■ **What the task asks**: Every line below that holds "yellow" must be copied.
[Start of Attachment]
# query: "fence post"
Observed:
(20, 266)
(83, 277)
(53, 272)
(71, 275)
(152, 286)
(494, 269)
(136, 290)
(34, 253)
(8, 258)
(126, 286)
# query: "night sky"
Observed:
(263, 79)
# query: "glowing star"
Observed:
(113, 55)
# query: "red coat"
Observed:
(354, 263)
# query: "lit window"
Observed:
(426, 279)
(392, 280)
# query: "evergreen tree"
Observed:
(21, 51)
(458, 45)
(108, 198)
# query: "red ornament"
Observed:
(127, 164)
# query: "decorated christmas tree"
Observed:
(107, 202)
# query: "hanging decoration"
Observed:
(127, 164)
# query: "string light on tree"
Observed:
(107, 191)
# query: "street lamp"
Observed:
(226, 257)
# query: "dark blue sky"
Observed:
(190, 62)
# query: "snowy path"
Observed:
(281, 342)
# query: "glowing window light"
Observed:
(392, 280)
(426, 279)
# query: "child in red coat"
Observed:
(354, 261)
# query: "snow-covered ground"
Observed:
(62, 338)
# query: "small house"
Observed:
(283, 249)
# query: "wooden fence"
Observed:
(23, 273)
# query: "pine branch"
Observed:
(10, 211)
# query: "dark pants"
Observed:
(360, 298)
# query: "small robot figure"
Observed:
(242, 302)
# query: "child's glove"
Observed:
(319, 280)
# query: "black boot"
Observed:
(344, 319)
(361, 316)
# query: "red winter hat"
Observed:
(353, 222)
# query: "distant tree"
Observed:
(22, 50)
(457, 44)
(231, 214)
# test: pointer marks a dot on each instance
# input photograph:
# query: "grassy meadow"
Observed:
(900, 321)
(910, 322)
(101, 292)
[End of Attachment]
[Start of Attachment]
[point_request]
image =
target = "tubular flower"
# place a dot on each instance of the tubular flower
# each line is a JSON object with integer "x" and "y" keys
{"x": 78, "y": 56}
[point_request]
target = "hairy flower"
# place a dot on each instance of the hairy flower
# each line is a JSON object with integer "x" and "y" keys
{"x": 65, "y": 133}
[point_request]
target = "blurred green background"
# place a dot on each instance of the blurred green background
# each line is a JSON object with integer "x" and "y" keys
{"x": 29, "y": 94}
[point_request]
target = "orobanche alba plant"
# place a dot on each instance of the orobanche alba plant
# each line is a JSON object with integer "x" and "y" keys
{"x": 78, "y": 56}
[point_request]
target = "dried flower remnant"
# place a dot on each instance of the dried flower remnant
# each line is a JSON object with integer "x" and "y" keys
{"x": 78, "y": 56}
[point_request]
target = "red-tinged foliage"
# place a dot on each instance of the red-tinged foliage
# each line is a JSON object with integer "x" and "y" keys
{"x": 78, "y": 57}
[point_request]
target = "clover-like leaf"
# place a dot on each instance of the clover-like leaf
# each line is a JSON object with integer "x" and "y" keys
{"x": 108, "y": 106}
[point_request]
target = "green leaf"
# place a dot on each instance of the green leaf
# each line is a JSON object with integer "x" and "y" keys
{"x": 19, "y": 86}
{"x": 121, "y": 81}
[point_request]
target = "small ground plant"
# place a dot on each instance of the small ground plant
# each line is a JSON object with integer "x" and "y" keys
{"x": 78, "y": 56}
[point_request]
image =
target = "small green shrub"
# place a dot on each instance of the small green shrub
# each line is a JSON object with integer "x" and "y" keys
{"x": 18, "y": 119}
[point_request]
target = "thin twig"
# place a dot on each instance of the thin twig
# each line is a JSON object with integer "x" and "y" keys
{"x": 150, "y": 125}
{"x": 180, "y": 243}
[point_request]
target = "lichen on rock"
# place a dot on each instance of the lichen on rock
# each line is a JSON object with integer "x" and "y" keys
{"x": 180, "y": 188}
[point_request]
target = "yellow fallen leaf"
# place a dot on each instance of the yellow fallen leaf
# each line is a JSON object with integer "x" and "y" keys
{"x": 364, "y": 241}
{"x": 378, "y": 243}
[End of Attachment]
■ **Answer area**:
target = "yellow fallen leaf"
# place a dot on each instance of the yellow fallen leaf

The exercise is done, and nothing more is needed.